BRIEF: Leave out the lines before the one with "Mark each green foliage"; output that line and all remaining lines of the records exactly.

=== Begin Enclosure ===

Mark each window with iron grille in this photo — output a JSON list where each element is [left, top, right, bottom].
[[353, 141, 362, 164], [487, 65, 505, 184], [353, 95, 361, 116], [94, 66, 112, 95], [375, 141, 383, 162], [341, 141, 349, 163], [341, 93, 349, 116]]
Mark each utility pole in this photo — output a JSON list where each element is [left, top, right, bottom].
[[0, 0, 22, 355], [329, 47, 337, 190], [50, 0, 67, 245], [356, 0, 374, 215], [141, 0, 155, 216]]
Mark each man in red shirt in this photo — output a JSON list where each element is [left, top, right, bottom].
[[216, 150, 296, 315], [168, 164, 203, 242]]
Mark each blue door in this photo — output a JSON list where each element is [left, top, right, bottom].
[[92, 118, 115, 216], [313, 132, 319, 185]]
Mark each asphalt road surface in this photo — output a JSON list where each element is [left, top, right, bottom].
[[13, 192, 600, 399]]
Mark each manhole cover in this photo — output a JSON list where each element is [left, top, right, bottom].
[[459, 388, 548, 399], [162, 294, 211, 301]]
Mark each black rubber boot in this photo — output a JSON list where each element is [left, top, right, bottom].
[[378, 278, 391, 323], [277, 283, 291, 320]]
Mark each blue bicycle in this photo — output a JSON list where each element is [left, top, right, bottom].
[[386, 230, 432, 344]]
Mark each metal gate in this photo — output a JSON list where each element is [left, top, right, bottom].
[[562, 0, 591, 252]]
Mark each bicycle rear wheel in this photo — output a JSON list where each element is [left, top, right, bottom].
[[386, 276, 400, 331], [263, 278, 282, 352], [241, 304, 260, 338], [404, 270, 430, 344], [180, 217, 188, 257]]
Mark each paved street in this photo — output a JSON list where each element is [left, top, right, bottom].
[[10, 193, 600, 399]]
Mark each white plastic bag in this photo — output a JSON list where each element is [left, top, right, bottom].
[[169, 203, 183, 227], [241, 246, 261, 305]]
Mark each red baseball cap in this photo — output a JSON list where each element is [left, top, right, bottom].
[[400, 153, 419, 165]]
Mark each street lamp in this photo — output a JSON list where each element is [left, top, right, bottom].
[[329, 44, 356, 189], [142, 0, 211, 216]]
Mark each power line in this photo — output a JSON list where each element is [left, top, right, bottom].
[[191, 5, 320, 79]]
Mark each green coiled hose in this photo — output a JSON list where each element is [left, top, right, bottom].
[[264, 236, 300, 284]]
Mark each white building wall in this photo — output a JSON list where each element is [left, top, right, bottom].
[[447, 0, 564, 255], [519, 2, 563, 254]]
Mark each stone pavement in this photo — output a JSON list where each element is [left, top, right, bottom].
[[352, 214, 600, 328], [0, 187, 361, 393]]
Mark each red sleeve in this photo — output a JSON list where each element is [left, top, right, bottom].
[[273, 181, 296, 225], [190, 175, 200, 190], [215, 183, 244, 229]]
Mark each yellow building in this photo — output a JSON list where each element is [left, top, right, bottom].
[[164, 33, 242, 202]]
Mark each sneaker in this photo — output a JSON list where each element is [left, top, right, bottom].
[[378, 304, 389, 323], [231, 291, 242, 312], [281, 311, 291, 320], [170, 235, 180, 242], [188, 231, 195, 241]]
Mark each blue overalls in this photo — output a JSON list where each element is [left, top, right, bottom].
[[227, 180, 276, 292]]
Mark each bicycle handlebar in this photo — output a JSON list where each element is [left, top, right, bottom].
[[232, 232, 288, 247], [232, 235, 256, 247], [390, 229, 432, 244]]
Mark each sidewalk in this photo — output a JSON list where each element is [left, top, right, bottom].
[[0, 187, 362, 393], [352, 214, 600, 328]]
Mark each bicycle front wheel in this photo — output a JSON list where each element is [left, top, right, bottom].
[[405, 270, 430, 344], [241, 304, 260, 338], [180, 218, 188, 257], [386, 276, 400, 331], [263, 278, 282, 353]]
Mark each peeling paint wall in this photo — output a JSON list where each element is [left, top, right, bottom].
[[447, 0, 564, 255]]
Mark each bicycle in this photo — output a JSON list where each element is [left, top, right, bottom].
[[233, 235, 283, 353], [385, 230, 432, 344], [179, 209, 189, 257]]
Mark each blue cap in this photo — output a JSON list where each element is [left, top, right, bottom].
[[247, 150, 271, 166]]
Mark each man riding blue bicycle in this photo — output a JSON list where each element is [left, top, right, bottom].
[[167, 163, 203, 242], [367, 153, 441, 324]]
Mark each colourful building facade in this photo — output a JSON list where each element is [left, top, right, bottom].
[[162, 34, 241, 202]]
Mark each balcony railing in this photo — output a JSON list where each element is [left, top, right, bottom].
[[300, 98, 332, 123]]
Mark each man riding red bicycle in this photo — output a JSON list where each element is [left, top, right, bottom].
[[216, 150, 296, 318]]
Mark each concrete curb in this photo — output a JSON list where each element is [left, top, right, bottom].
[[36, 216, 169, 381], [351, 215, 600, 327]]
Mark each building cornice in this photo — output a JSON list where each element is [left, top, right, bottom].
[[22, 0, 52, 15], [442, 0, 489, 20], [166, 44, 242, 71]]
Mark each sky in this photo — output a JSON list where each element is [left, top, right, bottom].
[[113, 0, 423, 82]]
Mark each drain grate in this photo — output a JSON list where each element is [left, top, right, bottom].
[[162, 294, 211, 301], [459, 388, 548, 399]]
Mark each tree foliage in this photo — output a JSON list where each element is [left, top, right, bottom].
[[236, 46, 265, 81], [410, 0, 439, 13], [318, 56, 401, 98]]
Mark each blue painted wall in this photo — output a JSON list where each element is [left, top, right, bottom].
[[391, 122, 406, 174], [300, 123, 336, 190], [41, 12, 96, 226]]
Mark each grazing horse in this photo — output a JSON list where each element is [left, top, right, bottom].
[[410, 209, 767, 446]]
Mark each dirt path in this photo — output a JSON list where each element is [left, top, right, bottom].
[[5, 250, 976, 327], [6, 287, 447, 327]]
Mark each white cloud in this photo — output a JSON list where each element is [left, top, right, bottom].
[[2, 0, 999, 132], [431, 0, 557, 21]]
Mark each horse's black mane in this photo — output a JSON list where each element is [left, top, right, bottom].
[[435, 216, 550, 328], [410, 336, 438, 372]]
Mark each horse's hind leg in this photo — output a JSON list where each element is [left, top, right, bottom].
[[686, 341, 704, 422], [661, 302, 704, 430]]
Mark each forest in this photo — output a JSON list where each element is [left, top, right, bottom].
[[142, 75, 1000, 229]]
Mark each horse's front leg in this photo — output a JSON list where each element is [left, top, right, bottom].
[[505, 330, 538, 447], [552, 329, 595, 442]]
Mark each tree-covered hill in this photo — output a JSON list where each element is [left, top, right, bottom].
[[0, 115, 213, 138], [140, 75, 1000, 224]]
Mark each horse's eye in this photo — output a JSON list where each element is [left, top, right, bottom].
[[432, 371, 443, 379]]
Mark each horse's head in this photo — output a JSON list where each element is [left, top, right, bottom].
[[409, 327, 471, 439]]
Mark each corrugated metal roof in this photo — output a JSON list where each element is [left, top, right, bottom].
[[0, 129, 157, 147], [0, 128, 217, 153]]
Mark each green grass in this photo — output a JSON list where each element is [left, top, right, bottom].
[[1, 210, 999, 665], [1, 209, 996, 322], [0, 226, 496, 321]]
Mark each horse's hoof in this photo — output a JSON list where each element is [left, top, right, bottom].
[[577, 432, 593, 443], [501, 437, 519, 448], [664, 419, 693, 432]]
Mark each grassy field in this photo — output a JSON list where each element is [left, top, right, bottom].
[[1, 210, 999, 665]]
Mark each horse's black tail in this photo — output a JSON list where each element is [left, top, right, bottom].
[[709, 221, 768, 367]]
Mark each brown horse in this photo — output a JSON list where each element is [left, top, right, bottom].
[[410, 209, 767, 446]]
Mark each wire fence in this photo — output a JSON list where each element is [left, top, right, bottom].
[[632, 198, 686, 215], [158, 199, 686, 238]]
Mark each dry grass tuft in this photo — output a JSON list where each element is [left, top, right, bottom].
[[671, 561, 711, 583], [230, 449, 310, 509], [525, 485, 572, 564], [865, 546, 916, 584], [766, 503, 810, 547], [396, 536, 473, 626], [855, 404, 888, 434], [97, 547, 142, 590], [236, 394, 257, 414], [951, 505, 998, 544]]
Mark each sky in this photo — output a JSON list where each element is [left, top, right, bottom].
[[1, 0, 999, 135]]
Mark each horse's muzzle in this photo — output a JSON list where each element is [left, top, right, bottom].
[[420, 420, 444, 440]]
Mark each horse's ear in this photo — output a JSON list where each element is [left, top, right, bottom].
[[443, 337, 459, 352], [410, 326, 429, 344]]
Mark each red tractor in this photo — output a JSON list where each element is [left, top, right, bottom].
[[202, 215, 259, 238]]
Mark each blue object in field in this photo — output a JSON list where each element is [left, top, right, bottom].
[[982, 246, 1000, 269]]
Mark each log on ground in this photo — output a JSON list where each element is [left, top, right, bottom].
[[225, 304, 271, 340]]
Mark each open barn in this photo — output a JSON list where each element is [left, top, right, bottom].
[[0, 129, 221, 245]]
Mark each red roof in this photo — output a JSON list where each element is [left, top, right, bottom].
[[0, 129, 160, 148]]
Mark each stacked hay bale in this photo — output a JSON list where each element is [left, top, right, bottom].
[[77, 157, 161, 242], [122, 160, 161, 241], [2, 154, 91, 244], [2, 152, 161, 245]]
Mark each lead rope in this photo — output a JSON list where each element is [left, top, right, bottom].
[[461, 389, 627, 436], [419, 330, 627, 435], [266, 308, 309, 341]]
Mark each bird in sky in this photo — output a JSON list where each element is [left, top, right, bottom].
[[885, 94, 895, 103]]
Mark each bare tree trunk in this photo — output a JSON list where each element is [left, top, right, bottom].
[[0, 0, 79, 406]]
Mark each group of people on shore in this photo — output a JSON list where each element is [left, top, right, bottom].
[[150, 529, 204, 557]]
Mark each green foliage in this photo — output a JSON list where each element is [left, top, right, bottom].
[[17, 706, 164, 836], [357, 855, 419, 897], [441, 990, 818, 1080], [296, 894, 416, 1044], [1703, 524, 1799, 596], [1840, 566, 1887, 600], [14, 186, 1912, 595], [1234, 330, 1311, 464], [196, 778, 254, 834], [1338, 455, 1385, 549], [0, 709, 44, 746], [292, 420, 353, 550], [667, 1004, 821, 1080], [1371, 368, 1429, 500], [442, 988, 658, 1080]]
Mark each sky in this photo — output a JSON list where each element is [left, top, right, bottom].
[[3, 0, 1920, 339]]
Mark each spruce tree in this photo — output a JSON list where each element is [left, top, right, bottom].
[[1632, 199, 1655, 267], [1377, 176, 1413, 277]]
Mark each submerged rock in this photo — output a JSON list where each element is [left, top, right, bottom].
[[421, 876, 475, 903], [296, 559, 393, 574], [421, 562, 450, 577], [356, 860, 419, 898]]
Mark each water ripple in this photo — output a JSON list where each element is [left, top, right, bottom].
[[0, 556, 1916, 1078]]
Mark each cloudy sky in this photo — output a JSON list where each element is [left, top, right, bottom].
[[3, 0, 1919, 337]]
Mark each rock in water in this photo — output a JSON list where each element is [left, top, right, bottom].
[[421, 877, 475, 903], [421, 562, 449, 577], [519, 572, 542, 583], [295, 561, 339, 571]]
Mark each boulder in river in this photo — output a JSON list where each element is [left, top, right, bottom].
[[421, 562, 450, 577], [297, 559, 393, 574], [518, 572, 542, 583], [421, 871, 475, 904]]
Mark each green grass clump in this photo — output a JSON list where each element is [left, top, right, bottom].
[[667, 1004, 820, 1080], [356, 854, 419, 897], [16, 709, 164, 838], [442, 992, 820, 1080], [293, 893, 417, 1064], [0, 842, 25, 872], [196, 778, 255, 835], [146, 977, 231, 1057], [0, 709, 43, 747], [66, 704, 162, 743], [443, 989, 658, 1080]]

=== End Enclosure ===

PROBLEM SOLUTION:
Mark each green foliage in this photo — output a JSON list where each element is [left, top, right, bottom].
[[17, 706, 164, 836], [357, 855, 419, 897], [441, 990, 818, 1080], [296, 894, 416, 1044], [1703, 524, 1799, 596], [1840, 566, 1887, 600], [14, 186, 1912, 595], [1234, 330, 1311, 464], [196, 778, 254, 834], [1338, 455, 1385, 549], [0, 709, 44, 746], [292, 420, 353, 550], [667, 1004, 821, 1080], [1371, 368, 1429, 500], [442, 988, 658, 1080]]
Mark each sky in this photo — output a JSON list where each element is [left, top, right, bottom].
[[3, 0, 1920, 339]]
Mark each spruce tree in this photo — output a JSON list where each element is [left, top, right, bottom].
[[1632, 199, 1655, 267], [1377, 176, 1413, 277]]
Mark each submerged rock in this photo — output a JSON list where each element is [left, top, right, bottom].
[[421, 876, 475, 903], [296, 559, 393, 574], [421, 562, 450, 577], [356, 860, 419, 898]]
Mark each water ripple in this photo — output a JSON list where each element is [left, top, right, bottom].
[[0, 556, 1916, 1078]]
Mark each cloudy sky in this photo — output a JSON list where each element is [left, top, right, bottom].
[[3, 0, 1919, 337]]
Mark each rock in water in this photo — output a JSON list where each element is [left, top, right, bottom].
[[421, 877, 475, 903], [421, 562, 449, 577], [519, 572, 542, 583], [295, 561, 339, 571]]
Mark each boulder in river in this photo — output a JSON list where each element is [left, top, right, bottom].
[[421, 562, 450, 577], [297, 559, 393, 574], [518, 572, 542, 583], [421, 871, 475, 904]]
Mark each green grass clump in this photo — output a JSON list where each element is [left, top, right, bottom].
[[667, 1004, 820, 1080], [356, 854, 419, 897], [16, 709, 164, 838], [442, 992, 820, 1080], [293, 893, 417, 1064], [0, 842, 25, 872], [196, 778, 255, 835], [146, 977, 231, 1057], [0, 709, 43, 747], [66, 704, 162, 743], [443, 989, 658, 1080]]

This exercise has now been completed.